** Task prompt **
In the passage on skin whitening in Asia, what did the children's products company want changed about the hero of Ashoka the Hero?

** Passage **
━━━━━━━━━━━━━━━━

Asians spend billions a year on products and treatments to ‘whiten’ their skin. Is it time to turn the focus to inner beauty?

Despite the mostly light-hearted subject matter of a recent interview I did with Gaurav Jain, the creator and producer of the new animated children’s film Ashoka the Hero, some more serious topics also came up—including how in Asia, fairer skin colour is still desired by many as a necessary quality for attaining a higher ‘standard’ of beauty.

‘You won’t believe it,’ Jain started off as he told me the story of one company that he met with to discuss an endorsement in the early stages of development for Ashoka. ‘It was one of these brands who wanted to be involved with the film, which creates children’s products,’ he explained. But much to his surprise, they told him outright that they wanted the film’s hero, an elementary school aged Indian boy, to be lighter-skinned. ‘They said “OK, we want him to be fair, he has to be white, he can’t be dark.”’

While that was the end of negotiations between Jain and the company, (‘I was like “maybe we can’t really work together.” So it didn’t really go anywhere after that…but it was a bit of a shocker when they said, “He has to be fair.’”), Jain says he sees it as a larger issue that still prevails in India today.

‘It’s definitely an issue here. We sell skin whitening cream and stuff, it’s a huge industry. It’s crazy.’

‘You see media and films and you see all of these people and they sort of push fairness or whatever you want to call it at you, as a standard of beauty and people get caught up in it,’ he added.

━━━━━━━━━━━━━━━━

** Information given **
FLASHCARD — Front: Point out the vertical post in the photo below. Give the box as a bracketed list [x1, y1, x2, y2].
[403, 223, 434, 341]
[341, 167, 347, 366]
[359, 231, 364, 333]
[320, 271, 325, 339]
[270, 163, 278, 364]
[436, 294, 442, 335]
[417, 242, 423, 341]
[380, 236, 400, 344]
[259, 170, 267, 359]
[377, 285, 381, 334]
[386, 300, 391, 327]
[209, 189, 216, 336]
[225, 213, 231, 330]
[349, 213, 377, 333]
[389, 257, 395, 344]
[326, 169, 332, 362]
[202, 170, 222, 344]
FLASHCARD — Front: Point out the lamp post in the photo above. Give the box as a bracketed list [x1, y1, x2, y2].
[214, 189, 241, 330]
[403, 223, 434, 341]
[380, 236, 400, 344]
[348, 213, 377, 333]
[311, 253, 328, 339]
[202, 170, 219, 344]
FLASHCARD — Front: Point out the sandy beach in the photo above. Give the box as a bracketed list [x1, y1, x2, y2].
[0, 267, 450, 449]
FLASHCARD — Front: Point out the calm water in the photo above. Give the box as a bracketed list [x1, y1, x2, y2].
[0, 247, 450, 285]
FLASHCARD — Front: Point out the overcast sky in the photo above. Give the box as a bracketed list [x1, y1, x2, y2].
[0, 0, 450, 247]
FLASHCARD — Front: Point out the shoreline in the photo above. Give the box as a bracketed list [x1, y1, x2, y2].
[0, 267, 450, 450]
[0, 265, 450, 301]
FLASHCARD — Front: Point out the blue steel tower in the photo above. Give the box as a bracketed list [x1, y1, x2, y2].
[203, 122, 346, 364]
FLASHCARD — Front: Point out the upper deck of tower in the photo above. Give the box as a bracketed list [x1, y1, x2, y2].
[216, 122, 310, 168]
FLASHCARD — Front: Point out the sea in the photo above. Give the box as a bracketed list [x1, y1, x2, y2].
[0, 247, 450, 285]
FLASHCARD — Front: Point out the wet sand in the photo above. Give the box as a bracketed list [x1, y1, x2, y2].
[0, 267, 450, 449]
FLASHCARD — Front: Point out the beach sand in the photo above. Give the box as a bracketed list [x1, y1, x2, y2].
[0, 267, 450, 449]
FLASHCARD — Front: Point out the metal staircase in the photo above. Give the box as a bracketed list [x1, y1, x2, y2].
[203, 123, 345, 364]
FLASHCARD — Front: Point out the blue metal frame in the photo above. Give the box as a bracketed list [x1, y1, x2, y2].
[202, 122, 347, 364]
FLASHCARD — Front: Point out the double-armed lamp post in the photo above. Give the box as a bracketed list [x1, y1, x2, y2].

━━━━━━━━━━━━━━━━

** Exercise output **
They wanted the hero to be lighter-skinned.